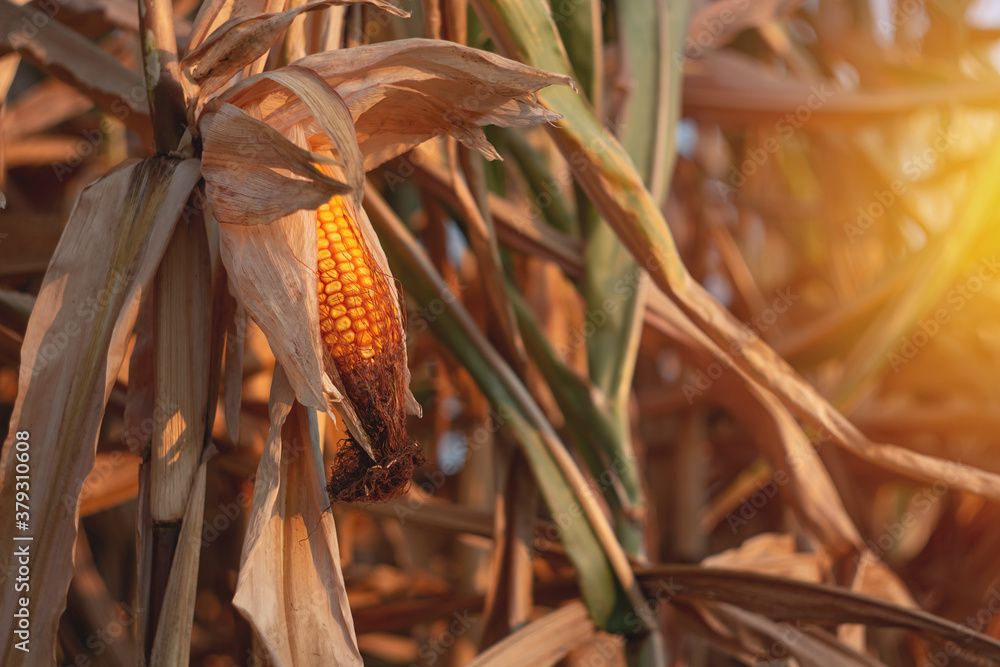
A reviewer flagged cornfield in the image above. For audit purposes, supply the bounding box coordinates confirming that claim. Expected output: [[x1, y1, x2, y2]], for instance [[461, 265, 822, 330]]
[[0, 0, 1000, 667]]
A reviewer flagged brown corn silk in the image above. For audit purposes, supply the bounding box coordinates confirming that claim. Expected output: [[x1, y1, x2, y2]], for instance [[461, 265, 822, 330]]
[[316, 196, 424, 502]]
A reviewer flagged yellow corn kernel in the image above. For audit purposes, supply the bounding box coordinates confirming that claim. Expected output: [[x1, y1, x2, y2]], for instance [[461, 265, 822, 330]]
[[316, 197, 402, 369]]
_ _ _ _ _ _ _
WHAT NEEDS TO BE DONE
Express the items from the line containing "A reviewer flagged brown" through the line containing "[[316, 196, 424, 502]]" as a two-column CSV headed text and answer. Use one row per item, with each value in a single quoted field and line breaks replaced by spaces.

FINISHED TASK
text,answer
"A reviewer flagged brown corn silk in the image above. For audit purposes, supply the bounding box coordinates confirming that claim. Expected output: [[x1, y1, x2, y2]], for instance [[461, 265, 822, 330]]","[[316, 196, 424, 502]]"